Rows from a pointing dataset

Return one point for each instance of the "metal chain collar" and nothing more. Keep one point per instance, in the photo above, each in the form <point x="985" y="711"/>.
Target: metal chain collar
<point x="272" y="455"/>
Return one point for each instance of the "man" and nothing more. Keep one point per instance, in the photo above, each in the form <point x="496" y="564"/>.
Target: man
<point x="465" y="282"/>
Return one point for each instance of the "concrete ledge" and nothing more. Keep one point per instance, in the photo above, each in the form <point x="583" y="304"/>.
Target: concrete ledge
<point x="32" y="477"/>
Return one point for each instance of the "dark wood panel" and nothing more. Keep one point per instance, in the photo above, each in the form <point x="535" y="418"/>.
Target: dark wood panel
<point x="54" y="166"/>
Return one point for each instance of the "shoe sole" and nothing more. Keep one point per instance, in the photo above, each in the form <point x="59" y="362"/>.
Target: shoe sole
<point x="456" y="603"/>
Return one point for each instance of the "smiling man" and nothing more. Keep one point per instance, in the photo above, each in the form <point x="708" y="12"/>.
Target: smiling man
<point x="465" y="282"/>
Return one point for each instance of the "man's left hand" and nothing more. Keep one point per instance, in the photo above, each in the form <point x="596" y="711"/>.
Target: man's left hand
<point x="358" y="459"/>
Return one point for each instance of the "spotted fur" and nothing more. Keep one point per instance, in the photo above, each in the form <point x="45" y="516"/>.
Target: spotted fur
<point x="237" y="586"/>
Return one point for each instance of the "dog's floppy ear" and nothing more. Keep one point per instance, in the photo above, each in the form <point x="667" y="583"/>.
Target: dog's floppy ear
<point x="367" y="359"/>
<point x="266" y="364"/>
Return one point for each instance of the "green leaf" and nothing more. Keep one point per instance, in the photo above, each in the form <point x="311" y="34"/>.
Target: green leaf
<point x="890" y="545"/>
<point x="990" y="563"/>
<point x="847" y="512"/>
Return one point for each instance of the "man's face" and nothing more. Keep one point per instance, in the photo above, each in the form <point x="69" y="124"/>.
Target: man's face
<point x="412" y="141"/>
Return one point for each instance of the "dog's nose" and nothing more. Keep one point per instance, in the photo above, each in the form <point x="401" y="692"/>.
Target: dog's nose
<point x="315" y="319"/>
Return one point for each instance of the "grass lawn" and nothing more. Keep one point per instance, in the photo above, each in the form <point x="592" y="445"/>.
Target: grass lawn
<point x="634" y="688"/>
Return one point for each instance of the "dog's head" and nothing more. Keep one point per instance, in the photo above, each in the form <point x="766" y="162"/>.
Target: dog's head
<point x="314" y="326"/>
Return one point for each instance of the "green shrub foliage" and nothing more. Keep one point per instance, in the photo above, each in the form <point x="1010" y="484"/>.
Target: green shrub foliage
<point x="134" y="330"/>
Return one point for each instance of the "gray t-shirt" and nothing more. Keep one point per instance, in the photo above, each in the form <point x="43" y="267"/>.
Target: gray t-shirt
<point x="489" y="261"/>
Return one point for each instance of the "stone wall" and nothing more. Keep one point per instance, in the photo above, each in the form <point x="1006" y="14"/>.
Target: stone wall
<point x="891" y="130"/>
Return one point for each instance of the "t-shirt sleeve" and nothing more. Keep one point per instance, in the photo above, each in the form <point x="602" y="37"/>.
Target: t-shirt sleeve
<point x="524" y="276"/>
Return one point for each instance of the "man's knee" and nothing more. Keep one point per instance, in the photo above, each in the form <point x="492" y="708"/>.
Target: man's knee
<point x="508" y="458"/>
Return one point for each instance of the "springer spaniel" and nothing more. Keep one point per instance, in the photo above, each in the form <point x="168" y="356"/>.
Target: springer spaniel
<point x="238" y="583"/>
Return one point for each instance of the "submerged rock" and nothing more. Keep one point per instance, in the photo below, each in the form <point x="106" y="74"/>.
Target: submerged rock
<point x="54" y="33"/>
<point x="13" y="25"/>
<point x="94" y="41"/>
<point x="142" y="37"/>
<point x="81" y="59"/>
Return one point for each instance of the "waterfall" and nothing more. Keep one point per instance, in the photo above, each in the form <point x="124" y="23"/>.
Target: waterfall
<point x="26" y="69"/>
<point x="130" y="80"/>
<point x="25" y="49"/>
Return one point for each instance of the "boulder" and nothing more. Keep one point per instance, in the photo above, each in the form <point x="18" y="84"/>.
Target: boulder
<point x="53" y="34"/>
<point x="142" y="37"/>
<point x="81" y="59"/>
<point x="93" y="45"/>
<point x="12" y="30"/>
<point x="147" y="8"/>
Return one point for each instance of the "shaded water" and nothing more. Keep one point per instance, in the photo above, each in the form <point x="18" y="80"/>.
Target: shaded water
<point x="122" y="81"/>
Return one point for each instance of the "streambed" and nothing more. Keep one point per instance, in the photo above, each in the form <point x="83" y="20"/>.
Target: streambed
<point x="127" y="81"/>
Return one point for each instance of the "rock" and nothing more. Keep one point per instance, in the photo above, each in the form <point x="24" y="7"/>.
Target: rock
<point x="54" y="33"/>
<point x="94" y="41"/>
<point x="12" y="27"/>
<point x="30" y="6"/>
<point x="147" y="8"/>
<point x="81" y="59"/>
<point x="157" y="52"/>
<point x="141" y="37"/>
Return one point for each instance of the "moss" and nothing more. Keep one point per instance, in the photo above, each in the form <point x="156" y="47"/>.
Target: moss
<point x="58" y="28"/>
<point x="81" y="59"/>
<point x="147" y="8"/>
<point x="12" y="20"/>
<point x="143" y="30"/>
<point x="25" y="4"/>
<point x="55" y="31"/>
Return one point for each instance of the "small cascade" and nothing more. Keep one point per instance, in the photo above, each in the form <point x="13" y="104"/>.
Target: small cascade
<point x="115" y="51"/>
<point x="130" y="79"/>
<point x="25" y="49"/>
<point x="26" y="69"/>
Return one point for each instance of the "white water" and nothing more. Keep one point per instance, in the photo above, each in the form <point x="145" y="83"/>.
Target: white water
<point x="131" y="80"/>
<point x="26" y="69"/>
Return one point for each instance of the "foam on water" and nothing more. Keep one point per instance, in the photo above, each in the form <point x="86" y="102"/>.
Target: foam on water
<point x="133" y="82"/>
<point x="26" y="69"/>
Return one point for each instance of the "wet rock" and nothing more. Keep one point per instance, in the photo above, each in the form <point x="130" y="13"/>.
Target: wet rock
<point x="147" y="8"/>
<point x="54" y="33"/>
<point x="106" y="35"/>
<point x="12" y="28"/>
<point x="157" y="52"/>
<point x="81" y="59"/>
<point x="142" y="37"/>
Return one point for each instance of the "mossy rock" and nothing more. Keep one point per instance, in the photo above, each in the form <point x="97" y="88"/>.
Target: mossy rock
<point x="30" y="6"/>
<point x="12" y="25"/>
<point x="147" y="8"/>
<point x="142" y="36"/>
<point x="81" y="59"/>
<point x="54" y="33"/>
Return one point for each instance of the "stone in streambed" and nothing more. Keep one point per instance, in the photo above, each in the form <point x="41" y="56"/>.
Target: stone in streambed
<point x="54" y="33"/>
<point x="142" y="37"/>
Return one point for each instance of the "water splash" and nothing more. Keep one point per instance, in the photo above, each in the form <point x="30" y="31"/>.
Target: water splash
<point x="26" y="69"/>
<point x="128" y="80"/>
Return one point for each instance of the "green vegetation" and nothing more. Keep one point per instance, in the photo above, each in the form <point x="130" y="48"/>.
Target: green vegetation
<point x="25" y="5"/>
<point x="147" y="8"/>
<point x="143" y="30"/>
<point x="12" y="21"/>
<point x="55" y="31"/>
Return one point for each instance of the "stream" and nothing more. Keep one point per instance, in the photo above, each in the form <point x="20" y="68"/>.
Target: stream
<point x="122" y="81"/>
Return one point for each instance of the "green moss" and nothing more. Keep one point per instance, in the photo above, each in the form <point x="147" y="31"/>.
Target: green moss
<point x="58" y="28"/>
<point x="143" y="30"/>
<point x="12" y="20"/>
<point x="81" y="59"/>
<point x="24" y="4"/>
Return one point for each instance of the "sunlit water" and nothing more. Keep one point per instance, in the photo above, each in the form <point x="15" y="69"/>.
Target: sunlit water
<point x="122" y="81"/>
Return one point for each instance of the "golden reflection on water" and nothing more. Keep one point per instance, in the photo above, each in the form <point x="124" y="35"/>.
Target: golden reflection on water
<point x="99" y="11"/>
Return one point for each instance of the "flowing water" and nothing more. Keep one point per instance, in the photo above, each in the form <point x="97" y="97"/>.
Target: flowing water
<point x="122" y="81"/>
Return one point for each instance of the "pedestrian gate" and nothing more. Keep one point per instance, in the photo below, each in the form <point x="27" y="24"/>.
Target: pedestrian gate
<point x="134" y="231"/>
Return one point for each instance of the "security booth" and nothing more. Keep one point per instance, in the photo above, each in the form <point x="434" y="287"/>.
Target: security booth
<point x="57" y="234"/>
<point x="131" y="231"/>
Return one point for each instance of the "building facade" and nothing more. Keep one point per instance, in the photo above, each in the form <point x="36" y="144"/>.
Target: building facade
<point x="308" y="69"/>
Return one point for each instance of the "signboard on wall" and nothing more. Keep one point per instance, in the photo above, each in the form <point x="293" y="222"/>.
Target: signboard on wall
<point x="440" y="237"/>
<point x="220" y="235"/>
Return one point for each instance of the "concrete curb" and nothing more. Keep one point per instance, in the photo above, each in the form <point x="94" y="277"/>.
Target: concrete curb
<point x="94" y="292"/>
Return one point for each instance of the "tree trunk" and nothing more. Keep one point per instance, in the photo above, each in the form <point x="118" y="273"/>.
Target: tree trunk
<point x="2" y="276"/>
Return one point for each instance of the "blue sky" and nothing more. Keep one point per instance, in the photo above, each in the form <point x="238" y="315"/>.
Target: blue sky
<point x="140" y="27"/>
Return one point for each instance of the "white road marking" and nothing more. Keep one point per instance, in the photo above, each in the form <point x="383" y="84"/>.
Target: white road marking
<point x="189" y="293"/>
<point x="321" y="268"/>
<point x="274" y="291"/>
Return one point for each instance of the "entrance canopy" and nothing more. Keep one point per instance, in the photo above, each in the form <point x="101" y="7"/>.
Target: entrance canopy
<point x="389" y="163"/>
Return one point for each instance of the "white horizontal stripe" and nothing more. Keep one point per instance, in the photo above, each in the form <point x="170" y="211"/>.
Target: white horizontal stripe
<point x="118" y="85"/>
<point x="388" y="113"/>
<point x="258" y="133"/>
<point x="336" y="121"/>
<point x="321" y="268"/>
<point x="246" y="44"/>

Direction:
Count the lines of the listing above that contain the string "mossy", and give only that number.

Response to the exercise:
2